*** Opening Given data ***
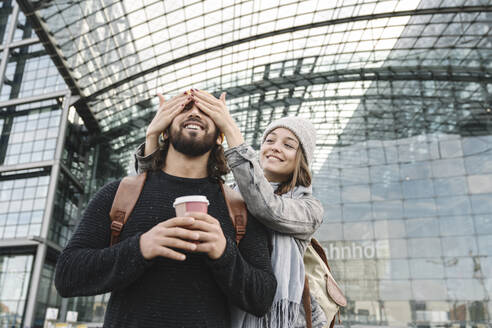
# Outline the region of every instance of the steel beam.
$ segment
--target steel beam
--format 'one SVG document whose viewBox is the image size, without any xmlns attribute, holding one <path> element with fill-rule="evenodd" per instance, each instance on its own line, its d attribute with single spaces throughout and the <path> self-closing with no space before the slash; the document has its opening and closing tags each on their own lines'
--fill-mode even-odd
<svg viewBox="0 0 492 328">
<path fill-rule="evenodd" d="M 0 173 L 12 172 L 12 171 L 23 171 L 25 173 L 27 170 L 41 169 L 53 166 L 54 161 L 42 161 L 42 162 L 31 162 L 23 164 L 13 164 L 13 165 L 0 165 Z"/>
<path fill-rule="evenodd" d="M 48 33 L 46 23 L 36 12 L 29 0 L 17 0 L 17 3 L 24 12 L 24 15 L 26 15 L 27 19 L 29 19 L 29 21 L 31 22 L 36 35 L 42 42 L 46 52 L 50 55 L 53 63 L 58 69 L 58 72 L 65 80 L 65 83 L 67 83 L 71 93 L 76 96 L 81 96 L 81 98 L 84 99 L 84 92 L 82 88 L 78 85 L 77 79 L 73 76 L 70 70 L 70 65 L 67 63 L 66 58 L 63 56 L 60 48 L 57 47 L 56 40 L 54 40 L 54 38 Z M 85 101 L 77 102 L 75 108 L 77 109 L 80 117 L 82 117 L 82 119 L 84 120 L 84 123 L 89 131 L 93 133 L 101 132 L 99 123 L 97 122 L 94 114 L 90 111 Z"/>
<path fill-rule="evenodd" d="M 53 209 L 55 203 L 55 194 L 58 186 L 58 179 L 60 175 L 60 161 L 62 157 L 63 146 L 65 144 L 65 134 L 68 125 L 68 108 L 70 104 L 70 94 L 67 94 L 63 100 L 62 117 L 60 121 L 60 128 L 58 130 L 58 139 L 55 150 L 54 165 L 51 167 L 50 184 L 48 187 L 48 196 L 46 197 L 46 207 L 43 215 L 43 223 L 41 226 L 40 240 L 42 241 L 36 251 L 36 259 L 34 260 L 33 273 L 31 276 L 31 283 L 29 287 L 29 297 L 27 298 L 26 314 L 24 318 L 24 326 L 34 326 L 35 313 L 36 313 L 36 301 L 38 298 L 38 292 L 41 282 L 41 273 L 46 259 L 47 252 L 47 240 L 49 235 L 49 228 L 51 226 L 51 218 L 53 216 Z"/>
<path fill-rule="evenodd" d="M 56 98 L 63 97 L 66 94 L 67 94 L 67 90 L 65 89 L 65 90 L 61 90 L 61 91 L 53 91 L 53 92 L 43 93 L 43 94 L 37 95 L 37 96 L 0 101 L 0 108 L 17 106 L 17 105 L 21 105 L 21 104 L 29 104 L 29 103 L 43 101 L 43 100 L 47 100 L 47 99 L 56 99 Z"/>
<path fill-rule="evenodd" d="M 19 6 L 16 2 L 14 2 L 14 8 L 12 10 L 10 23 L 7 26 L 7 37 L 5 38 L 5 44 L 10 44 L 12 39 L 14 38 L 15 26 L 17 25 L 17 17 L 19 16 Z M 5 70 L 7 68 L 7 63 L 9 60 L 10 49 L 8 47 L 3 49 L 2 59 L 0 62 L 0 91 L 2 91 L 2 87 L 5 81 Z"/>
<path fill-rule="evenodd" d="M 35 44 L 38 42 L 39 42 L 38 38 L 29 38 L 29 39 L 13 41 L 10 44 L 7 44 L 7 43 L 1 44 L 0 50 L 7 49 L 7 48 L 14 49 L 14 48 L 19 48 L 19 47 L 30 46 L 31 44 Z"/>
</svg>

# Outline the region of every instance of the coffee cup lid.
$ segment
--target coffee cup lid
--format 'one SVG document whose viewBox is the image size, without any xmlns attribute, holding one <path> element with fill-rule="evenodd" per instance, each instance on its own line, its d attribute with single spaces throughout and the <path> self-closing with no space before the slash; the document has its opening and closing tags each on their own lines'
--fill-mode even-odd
*** Closing Given data ***
*** Opening Given data ***
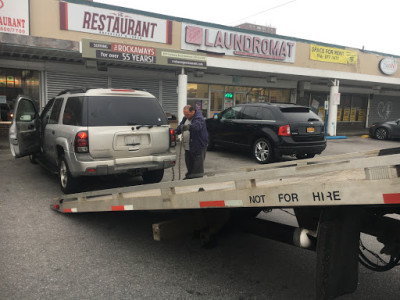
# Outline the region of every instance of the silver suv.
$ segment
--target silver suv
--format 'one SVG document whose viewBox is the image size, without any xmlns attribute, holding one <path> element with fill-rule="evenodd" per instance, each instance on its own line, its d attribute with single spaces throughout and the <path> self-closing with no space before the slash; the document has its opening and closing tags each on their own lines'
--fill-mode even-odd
*** Closing Given data ***
*** Opening Given data ***
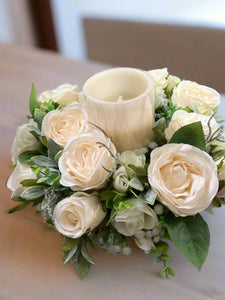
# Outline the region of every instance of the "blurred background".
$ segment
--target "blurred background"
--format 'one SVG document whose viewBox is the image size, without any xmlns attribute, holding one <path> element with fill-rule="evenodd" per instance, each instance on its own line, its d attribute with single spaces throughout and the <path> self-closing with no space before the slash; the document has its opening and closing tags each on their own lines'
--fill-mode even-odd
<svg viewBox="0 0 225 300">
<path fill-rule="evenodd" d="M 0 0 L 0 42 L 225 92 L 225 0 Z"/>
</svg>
*** Closing Given data ***
◆ Your instructions
Look through the records above for the word "Outline". Report how many lines contain it, as a bare number.

◆ Result of this task
4